*SOURCE TEXT*:
Ajit Jain in Toronto

An Indian-American cardiologist has pioneered a new method of examining the heart.

Dr. Navin C Nanda, professor of medicine at the University of Alabama at Birmingham, said this involved looking at the "heart from top to bottom, " and trials were already on at the Echocardiography and Heart Station at Alabama, of which he is the director.

Addressing the third annual meeting of the joint American Association of Cardiologists of Indian Origin (AACIO) and Association of Black Cardiologists (ABC) of America that concluded at Toronto's King Edward Hotel on Saturday, he said that this meant that "even if there's a minimal change in the pumping function (of the heart) we will be able to register immediately and we can treat it.

"In the new thing that we are just developing, we have just started testing on a few patients at Alabama," he explained.

They are also looking at "three dimensions, as the heart is three dimensional. We are using a new agent which will be injected in the heart intravenously and then we can tell which area of the heart has good blood supply and which area doesn't, to check risk of a heart attack," he added.

Nanda who has 700 scientific publications to his credit, has been named in several citations as "the world's best and most respected echocardiographer" and a "legend in his own time," whose "pioneering work has changed the way cardiology is practiced in the world today." His name appears in the book The Best Doctors in America.

*YOUR OBJECTIVE*: Write a continuation of the news report on the new heart-examination method, starting after its final sentence.

[Saved entries]
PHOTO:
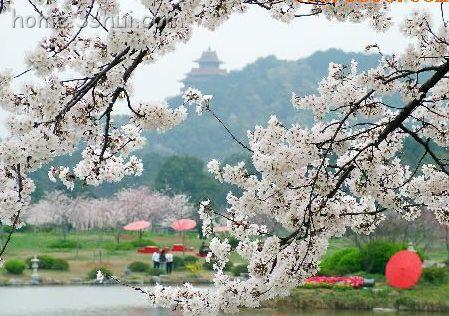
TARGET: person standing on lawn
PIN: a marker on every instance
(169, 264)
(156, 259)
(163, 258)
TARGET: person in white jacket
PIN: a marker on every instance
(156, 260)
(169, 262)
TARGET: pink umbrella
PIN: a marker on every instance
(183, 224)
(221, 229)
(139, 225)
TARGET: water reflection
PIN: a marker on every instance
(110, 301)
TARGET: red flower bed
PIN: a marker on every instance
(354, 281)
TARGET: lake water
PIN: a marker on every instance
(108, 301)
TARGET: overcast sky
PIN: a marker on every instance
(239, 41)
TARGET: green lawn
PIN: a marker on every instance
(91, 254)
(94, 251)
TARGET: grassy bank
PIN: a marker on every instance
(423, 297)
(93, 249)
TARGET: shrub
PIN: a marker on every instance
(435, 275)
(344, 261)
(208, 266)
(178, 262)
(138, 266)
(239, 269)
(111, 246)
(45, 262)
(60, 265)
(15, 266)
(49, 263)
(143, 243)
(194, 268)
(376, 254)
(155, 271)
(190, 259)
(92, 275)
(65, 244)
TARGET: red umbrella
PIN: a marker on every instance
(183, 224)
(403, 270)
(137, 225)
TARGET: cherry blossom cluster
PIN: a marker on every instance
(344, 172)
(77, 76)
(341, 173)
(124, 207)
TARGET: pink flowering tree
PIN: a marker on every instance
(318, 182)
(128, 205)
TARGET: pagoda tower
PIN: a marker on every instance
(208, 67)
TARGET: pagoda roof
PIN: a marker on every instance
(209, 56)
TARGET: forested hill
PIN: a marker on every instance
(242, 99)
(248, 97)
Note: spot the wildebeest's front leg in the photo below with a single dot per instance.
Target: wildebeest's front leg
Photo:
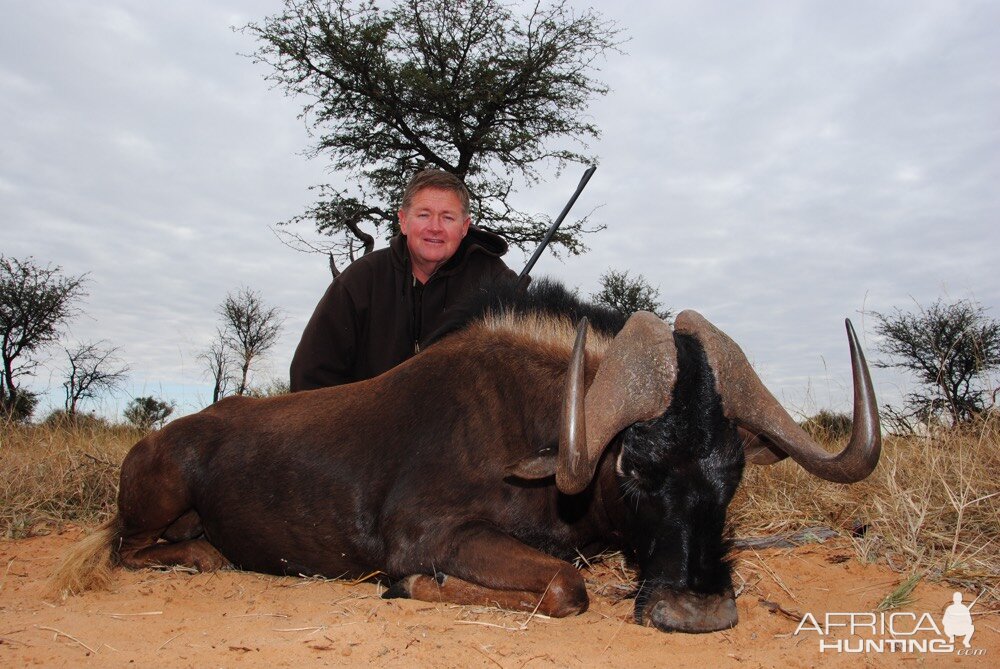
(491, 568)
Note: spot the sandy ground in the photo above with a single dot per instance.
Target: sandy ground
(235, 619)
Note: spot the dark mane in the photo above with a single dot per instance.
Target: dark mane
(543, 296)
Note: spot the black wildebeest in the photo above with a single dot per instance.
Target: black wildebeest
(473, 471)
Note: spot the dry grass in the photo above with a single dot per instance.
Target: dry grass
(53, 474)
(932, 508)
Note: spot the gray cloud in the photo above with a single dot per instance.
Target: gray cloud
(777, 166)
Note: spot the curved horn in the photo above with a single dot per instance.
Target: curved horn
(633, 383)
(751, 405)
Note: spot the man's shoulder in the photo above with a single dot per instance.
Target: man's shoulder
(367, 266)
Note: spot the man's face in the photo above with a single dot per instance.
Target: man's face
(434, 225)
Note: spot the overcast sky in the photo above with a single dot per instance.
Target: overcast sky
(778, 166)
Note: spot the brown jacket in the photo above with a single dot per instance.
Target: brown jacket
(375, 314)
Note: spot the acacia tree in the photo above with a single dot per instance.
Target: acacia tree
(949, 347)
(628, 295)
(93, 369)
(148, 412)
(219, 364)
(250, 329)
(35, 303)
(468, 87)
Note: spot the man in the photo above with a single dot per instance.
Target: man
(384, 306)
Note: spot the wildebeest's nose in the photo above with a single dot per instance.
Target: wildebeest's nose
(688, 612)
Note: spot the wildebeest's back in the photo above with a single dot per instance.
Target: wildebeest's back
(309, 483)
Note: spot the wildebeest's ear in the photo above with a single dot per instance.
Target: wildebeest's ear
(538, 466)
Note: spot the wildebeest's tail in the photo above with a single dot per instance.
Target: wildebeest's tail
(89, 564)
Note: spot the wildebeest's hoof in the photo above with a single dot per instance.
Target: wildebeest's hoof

*RESPONSE AREA*:
Nanda said that at an earlier International Heart conference in Winnipeg, Manitoba, it had been pointed out that the incidence of heart disease and deaths due to cardiac arrest was very high among people from the developing nations.

"the exact reason for this high frequency of heart attacks in Asian Indians is not completely understood but obesity, modern life style, pollution, diabetes, high blood pressure, smoking and high cholesterol levels are some of the more well-known factors which have been implicated," Nanda said.

Dr. Inder S Anand, Director of Heart Failure Clinic, University of Minnesota, Minneapolis, agreed. Indians hardly exercise, eat fat rich food and are heavy smokers, and all these are serious risk factors for cardiac complications, he said.

People who have moved from rural to urban areas are having heart complications again for the same reasons as once they move to cities they stop exercising. A farmer is healthier primarily because he is constantly on the move, he concluded.